PROBLEM DESCRIPTION:
Output exactly, please, the lines of the records below from the one containing "the red car" through the final line.

EXCERPTED RECORDS:
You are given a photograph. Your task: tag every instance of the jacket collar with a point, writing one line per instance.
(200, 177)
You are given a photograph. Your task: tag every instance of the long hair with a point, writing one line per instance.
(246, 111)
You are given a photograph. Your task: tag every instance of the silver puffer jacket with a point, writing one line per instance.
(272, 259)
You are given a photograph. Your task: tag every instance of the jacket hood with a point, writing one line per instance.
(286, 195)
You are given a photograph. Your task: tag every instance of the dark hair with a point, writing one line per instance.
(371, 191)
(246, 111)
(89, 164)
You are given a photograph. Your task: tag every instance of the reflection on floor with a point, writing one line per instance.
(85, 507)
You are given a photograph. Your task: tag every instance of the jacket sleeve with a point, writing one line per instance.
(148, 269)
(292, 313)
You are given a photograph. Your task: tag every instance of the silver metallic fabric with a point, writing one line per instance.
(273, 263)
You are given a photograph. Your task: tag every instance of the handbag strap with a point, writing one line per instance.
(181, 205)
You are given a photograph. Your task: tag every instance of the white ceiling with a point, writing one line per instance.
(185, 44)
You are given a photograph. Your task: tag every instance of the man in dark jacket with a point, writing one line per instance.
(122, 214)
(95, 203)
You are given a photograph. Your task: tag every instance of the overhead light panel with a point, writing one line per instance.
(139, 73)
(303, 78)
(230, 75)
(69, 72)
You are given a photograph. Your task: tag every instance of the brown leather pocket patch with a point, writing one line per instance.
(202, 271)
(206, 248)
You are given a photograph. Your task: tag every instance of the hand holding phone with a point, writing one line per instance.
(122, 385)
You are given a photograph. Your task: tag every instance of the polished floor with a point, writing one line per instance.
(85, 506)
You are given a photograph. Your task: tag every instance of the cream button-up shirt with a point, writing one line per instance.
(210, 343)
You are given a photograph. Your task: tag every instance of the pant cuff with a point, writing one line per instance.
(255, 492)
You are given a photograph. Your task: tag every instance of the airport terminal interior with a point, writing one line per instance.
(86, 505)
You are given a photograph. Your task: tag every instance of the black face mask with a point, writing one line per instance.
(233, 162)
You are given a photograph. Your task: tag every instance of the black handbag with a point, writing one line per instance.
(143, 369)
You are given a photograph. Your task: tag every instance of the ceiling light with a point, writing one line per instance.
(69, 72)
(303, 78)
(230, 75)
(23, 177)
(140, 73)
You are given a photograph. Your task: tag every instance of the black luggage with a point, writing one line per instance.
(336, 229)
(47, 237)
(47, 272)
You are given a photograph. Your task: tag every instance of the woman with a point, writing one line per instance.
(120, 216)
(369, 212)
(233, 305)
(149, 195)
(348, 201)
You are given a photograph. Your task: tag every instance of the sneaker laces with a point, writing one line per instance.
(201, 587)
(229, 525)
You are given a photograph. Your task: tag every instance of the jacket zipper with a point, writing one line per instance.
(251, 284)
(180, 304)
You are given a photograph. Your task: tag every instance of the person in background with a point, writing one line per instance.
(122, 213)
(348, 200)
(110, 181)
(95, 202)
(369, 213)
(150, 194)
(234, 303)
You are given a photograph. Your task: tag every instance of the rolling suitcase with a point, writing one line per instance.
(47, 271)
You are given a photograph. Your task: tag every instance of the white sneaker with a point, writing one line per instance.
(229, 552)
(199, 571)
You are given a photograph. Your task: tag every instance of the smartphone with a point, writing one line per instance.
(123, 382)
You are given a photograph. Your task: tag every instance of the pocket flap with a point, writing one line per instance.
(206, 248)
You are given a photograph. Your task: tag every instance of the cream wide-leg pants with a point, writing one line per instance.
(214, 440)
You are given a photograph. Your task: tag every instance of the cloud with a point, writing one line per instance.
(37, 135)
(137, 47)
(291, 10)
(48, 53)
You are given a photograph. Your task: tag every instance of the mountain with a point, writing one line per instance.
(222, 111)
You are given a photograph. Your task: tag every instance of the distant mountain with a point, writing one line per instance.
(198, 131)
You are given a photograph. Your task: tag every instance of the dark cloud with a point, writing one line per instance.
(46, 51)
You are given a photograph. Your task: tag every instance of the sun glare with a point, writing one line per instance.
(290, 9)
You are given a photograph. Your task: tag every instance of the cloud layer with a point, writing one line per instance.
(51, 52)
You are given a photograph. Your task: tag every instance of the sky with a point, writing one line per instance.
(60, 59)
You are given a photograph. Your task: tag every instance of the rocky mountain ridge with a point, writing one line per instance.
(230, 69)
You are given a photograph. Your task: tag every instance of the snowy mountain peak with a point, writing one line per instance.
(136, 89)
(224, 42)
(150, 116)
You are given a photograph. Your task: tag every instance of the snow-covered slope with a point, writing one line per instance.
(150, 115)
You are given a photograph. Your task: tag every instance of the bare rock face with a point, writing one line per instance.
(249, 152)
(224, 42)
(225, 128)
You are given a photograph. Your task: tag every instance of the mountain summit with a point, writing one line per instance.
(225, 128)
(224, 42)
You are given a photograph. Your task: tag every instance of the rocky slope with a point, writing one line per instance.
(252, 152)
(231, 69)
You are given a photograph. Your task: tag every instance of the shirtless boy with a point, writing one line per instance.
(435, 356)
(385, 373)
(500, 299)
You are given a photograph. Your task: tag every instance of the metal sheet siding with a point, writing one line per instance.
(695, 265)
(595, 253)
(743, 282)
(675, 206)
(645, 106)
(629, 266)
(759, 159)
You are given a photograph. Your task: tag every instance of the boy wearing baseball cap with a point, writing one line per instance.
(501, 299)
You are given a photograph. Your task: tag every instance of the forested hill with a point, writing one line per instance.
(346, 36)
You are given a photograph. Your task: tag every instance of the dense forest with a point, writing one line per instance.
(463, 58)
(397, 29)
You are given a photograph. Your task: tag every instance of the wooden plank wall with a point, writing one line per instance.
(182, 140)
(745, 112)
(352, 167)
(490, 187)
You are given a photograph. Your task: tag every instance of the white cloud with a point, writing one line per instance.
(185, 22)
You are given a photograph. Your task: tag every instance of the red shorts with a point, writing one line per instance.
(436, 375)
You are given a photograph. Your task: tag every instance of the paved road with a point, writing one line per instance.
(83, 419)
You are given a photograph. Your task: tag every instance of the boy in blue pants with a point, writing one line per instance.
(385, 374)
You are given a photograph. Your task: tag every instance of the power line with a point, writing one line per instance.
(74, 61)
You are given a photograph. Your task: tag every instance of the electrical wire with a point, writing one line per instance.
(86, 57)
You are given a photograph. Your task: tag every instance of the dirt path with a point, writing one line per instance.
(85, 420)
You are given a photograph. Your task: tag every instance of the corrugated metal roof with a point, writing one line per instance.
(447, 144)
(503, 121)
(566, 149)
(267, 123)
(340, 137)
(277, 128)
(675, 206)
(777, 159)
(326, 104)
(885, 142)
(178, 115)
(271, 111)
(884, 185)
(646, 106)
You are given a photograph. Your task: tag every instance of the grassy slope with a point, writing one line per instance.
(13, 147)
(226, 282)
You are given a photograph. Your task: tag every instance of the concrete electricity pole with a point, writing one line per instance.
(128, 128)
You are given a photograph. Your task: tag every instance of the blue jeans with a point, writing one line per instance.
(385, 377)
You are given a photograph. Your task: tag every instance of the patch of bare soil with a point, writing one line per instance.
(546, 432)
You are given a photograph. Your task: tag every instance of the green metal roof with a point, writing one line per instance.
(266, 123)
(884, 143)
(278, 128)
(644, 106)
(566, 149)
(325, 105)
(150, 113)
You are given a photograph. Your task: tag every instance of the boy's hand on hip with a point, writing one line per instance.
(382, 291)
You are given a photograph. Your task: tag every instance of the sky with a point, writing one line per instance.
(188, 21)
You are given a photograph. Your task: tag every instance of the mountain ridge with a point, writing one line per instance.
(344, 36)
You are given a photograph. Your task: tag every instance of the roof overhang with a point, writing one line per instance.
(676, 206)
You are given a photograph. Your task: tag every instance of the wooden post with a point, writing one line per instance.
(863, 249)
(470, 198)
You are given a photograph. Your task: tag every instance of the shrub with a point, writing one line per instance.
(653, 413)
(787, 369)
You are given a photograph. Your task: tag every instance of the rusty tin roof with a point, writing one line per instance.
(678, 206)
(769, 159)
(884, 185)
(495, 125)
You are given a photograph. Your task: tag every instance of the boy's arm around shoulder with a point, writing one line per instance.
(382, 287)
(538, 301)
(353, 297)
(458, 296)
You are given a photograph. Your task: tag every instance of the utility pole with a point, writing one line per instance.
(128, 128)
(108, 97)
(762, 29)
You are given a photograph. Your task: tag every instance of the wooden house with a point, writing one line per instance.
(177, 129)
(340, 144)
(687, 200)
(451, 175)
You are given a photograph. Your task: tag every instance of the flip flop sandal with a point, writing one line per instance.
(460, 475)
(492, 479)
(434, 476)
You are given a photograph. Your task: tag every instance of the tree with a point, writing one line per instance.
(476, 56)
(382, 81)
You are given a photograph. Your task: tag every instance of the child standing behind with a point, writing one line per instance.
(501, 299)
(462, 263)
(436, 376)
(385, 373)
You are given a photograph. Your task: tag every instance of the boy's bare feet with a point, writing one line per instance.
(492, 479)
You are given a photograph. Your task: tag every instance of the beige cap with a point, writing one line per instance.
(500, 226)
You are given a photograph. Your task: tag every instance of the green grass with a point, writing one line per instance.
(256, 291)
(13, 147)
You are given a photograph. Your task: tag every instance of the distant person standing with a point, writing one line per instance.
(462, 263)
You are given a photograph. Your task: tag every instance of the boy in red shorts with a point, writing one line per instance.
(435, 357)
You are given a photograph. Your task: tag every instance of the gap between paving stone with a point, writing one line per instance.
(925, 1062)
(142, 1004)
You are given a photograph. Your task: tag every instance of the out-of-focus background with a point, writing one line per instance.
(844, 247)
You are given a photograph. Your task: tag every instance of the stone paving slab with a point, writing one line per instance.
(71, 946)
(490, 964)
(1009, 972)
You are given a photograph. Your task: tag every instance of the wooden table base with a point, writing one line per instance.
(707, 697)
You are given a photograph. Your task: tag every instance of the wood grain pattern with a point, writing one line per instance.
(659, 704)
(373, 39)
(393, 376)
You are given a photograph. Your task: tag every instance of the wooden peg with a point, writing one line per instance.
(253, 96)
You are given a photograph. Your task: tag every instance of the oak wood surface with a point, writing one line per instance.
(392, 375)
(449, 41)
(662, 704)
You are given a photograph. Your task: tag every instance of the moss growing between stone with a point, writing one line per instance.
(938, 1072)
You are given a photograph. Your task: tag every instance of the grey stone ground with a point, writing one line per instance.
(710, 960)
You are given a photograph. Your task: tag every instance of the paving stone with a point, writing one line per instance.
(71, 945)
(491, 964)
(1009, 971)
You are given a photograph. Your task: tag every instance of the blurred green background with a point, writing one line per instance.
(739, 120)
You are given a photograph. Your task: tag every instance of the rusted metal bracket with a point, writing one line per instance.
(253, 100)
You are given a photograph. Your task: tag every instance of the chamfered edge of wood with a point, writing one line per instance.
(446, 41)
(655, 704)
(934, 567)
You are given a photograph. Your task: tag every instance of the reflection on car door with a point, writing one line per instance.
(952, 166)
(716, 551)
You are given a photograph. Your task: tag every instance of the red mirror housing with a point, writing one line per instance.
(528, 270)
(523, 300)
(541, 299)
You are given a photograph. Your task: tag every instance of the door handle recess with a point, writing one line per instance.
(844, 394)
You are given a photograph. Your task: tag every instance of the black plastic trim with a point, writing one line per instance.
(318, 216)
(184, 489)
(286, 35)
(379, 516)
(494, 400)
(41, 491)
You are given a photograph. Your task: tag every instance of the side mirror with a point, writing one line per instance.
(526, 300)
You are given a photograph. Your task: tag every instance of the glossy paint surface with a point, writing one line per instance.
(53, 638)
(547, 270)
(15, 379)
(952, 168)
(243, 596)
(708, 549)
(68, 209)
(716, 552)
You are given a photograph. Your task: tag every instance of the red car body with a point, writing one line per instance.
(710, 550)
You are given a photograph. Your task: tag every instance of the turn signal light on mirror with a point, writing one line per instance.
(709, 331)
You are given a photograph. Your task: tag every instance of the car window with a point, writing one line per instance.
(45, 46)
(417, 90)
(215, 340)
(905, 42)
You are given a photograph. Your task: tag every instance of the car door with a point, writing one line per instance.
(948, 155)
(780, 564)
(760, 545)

ANSWER TO THE EXERCISE:
You are given a photograph. Your task: tag every instance of the red car body with a point, writing one line per instance.
(710, 550)
You are given a photograph. Your task: tag every instance of the turn signal light on mirror with a point, writing one line per instance.
(709, 331)
You are given a photograph. Your task: tag every instance of the car window with a point, writing one line per instance.
(45, 46)
(417, 90)
(215, 340)
(905, 42)
You are given a photograph. Your task: tag every instance of the car door with a point, writing one line per instance.
(948, 155)
(780, 564)
(760, 545)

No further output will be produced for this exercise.